— Start —

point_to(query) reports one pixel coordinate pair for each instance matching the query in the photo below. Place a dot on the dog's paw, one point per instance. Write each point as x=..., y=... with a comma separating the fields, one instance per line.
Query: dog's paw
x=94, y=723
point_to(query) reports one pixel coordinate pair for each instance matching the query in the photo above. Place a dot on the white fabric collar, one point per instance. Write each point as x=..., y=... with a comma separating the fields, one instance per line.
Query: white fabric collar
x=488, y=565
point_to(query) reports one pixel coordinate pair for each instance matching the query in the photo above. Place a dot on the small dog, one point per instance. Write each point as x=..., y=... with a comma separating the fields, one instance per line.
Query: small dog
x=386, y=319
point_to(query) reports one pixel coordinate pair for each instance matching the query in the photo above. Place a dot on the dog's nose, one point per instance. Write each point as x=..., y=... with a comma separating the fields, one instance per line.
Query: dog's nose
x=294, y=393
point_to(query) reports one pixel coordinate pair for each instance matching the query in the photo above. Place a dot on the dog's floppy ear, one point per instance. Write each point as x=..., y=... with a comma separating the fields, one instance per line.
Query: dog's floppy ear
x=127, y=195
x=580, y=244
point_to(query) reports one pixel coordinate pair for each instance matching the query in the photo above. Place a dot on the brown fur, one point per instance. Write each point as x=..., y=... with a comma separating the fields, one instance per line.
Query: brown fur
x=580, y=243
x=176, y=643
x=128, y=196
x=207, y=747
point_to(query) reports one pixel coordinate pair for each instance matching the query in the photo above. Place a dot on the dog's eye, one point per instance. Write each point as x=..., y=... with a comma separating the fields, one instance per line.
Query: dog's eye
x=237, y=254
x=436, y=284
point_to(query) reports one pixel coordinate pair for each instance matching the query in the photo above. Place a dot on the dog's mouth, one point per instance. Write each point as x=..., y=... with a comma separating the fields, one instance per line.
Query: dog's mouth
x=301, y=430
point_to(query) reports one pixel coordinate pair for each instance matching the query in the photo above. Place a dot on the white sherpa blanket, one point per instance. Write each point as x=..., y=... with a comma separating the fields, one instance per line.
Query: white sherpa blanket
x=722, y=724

— End —

- Objective: Copy out every line of the records above word for word.

- Written answer:
point_to(query) reports one pixel coordinate pair for each instance matching the query in the photo below. Place a dot on the dog's paw, one point per instance. Write each point as x=..., y=... with a comma separating the fields, one instance per line.
Query: dog's paw
x=94, y=723
point_to(query) reports one pixel coordinate pair for each instance matching the query in the photo above. Place a dot on the white fabric collar, one point per instance. Write each point as x=..., y=... with a comma separating the fields, one instance per line.
Query: white fabric collar
x=488, y=565
point_to(query) reports one pixel coordinate pair for each instance matching the query in the photo above. Place a dot on the small dog, one point per instance. Write each point as x=..., y=... with a comma separating the fields, one instance per line.
Query: small dog
x=386, y=319
point_to(query) reports one pixel coordinate pair for each instance matching the query in the photo above. Place a dot on the dog's nose, one point per instance. Write each point as x=..., y=... with a comma separating the fields, one instance per line.
Query: dog's nose
x=294, y=393
point_to(query) reports one pixel coordinate pair for each instance matching the query in the photo above. Place a dot on the dog's floppy ear, one point per instance. Write each point as x=..., y=... with a comma separating the fields, one instance per line.
Query: dog's floppy ear
x=127, y=195
x=580, y=244
point_to(query) reports one pixel coordinate pair for each instance matching the query in the photo above. Place a dot on the brown fur, one point per instance. Write each point as x=..., y=... with a comma separating the fields, one instance per line.
Query: brown fur
x=580, y=243
x=176, y=643
x=128, y=196
x=207, y=747
point_to(query) reports one pixel coordinate pair for each instance matching the query in the photo above. Place a dot on the dog's eye, one point per instance. Write each point as x=..., y=... with a comma separating the fields, one instance per line.
Query: dog's eye
x=237, y=254
x=436, y=284
point_to(query) reports one pixel coordinate pair for each instance matching the query in the photo above. Place a dot on the dog's mouth, one point per instance. Write each point as x=..., y=... with a comma separating the fields, one instance per line.
Query: dog's mouth
x=301, y=430
point_to(query) reports one pixel coordinate pair for each instance matching the query in the photo above. Place a dot on the white sherpa blanket, one point per instance. Write each point as x=..., y=... with a comma separating the fields, one instance per line.
Query: white sherpa blanket
x=722, y=724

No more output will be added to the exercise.